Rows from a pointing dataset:
____

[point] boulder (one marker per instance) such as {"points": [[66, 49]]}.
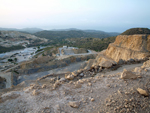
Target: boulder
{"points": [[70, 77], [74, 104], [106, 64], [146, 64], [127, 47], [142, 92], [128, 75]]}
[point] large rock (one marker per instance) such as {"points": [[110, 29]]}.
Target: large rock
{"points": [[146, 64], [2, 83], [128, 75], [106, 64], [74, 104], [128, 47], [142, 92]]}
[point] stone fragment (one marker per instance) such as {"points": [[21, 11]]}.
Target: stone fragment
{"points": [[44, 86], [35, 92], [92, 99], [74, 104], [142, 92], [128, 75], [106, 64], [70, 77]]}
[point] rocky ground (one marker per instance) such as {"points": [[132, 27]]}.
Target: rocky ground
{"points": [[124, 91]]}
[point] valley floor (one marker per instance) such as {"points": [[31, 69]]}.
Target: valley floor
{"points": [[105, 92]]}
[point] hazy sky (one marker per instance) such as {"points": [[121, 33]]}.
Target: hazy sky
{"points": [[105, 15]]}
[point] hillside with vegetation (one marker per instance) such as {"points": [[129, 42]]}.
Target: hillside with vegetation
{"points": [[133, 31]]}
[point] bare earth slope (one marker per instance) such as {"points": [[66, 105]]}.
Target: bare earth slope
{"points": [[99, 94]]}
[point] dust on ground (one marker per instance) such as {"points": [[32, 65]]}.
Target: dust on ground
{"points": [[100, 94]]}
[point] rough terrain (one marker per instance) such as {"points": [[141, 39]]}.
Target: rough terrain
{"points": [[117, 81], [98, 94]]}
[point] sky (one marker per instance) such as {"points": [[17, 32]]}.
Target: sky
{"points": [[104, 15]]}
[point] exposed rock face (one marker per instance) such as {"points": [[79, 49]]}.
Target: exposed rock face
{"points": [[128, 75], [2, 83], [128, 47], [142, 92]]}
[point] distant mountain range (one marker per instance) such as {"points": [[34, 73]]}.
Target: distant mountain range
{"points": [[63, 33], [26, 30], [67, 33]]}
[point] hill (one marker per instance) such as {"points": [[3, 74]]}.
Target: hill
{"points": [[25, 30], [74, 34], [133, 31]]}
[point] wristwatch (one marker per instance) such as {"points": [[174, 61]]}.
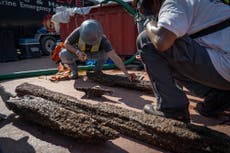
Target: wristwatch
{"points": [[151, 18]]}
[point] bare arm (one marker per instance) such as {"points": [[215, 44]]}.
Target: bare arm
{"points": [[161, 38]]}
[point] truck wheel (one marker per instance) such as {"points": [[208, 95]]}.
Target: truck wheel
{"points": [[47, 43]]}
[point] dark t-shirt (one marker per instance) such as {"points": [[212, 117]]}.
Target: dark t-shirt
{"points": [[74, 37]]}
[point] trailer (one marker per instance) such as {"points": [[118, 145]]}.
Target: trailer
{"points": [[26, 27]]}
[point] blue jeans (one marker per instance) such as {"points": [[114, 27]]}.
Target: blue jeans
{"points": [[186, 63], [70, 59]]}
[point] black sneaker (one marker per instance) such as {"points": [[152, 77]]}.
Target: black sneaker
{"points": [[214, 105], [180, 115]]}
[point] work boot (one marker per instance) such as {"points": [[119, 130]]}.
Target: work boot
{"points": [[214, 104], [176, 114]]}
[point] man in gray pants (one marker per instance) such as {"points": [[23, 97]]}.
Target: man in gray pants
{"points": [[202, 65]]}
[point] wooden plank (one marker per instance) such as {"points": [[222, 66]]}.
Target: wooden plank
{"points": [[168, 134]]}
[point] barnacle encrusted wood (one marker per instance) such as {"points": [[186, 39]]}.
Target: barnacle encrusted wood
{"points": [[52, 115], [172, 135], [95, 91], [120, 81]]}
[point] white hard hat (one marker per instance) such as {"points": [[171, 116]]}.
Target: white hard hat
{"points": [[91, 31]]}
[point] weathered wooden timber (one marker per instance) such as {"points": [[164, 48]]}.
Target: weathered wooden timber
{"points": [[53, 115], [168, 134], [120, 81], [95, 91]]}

____

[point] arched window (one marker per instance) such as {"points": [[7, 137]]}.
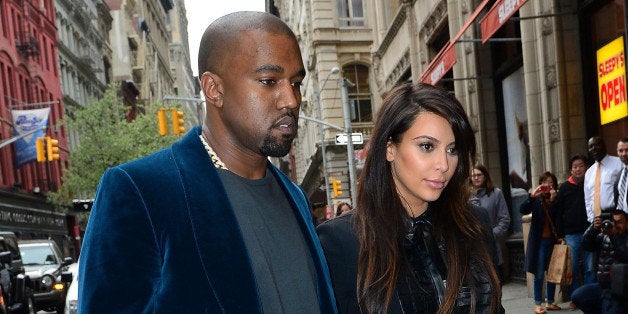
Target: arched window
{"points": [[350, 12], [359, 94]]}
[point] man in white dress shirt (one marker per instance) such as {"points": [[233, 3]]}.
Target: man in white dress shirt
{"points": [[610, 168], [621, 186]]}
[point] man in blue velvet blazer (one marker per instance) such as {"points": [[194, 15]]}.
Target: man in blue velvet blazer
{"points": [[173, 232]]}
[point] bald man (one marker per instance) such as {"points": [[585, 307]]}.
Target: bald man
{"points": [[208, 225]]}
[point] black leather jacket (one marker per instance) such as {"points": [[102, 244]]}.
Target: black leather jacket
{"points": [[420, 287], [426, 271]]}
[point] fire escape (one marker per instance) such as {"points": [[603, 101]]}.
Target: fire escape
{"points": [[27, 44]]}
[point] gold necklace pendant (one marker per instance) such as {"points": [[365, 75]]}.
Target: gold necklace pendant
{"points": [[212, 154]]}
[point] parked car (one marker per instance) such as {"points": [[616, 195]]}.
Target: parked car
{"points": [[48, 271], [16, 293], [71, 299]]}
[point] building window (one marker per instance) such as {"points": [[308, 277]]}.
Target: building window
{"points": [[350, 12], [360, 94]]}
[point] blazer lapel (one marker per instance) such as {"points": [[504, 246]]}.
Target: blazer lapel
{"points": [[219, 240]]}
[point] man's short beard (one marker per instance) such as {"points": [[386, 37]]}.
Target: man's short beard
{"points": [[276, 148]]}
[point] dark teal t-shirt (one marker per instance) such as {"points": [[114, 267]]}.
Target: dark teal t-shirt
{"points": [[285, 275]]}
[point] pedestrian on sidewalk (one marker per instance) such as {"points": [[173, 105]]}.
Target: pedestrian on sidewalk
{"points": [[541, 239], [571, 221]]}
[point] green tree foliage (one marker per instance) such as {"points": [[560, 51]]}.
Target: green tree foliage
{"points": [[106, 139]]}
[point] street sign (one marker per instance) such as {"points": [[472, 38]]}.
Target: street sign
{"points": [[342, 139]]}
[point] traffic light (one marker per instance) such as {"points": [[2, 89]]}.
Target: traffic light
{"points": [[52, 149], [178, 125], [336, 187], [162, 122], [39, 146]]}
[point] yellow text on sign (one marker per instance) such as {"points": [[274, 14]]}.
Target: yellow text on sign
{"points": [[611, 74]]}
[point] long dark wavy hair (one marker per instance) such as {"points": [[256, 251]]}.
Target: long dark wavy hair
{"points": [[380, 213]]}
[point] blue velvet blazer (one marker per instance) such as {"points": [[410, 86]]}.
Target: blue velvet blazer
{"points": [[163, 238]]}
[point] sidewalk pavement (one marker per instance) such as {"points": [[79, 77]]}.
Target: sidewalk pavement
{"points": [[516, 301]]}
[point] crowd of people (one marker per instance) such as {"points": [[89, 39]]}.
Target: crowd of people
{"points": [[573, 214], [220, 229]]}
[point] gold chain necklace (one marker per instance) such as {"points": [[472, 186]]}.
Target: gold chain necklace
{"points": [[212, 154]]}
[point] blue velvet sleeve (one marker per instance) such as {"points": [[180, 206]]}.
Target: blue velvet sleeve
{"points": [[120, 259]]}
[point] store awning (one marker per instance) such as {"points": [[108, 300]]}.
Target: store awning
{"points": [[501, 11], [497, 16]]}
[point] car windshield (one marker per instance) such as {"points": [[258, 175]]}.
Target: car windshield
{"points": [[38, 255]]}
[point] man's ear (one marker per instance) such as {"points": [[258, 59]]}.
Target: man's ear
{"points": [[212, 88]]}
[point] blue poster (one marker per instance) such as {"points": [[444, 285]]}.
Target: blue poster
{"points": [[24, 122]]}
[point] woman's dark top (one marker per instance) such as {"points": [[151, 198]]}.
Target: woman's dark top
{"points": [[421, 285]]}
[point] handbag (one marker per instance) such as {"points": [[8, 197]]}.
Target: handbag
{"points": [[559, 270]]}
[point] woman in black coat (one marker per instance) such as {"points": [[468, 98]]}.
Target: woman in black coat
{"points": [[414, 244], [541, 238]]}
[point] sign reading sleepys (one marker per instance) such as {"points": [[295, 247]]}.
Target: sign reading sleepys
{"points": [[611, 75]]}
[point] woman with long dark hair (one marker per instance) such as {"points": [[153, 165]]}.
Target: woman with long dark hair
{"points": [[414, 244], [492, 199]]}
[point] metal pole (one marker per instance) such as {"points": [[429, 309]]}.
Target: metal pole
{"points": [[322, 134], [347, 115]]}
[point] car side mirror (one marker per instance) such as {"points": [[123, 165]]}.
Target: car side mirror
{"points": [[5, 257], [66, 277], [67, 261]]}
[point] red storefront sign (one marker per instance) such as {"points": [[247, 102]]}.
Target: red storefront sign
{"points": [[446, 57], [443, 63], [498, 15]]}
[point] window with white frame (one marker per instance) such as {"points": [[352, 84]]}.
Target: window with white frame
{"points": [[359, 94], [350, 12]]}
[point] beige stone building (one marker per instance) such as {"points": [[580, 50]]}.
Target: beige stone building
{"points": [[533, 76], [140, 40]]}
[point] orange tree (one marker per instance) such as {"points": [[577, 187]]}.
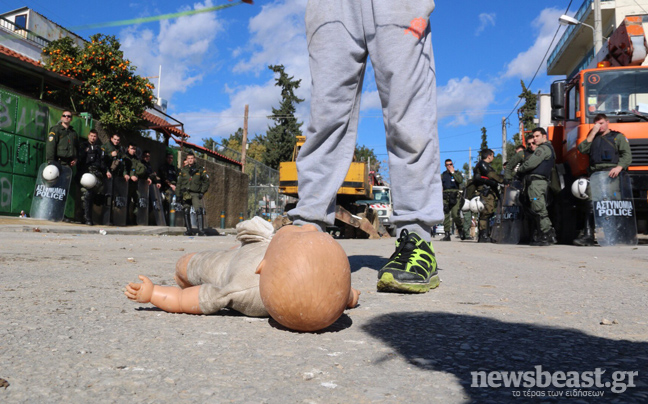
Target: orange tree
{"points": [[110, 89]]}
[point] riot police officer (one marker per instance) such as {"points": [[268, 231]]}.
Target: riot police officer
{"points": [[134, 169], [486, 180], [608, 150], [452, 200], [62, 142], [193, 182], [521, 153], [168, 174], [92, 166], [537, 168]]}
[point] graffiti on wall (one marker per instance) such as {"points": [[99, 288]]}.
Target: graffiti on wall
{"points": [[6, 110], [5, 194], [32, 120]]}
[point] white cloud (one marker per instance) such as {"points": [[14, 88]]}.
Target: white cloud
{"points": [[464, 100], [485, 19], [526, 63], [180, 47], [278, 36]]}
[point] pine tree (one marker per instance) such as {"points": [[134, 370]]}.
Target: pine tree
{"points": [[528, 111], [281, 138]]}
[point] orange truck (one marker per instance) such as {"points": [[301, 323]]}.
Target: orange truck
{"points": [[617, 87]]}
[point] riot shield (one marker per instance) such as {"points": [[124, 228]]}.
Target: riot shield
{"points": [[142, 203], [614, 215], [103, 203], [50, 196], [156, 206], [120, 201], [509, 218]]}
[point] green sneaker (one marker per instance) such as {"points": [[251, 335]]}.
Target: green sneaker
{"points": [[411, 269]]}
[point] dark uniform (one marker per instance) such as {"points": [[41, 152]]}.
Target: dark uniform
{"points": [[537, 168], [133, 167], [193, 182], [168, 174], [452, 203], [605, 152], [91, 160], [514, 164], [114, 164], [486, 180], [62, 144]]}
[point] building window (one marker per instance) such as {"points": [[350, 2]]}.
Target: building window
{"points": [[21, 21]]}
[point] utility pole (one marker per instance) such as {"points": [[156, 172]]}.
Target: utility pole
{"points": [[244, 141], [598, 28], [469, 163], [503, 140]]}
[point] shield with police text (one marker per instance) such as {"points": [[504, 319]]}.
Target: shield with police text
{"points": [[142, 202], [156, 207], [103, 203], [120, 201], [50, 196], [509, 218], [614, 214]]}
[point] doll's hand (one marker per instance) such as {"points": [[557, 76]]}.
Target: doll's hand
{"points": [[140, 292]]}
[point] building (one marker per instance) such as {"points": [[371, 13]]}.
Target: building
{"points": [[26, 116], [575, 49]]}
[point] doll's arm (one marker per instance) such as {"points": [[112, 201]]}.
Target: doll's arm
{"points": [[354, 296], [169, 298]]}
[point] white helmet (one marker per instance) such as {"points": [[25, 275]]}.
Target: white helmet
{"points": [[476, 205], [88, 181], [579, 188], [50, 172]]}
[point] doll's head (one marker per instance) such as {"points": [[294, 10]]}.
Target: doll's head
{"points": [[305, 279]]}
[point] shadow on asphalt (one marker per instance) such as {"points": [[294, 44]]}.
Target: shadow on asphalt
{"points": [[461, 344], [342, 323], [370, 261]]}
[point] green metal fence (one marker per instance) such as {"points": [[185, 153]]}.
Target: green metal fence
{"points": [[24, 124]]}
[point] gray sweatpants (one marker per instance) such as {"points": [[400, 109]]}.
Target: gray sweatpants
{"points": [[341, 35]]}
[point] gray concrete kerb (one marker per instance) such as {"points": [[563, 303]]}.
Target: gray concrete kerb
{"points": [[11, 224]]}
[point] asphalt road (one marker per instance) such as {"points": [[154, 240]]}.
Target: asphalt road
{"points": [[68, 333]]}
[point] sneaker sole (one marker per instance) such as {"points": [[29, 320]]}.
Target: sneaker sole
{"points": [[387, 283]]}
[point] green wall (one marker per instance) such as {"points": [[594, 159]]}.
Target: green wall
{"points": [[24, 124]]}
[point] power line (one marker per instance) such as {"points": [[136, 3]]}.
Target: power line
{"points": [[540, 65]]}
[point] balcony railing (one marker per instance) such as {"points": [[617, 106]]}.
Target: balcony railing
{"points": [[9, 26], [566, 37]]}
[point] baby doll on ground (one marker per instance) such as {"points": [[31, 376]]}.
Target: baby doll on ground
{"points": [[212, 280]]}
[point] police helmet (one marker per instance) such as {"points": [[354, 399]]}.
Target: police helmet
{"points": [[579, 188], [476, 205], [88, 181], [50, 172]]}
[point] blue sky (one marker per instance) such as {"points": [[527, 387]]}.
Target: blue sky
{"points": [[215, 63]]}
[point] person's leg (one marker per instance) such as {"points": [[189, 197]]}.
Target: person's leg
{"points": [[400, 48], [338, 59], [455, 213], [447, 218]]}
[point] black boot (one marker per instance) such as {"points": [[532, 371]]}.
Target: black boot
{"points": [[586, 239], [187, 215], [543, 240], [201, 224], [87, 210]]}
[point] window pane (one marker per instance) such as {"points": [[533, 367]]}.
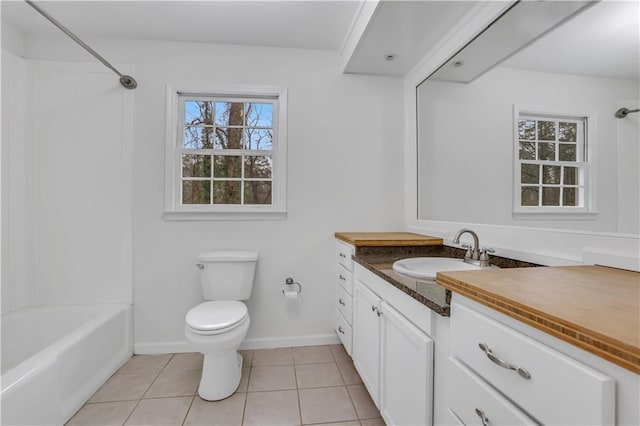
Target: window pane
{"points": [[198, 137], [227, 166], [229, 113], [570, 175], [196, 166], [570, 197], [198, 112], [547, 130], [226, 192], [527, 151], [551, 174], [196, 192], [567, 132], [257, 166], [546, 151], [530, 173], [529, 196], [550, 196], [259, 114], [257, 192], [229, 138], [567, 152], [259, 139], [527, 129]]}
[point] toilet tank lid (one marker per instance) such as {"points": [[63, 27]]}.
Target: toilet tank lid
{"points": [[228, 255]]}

____

EXERCISE GOAL: Find every line in the material above that contains the string "wavy", and copy each of those lines.

ANSWER:
[point] long dark wavy hair (one marker per instance) such as {"points": [[256, 251]]}.
Target: long dark wavy hair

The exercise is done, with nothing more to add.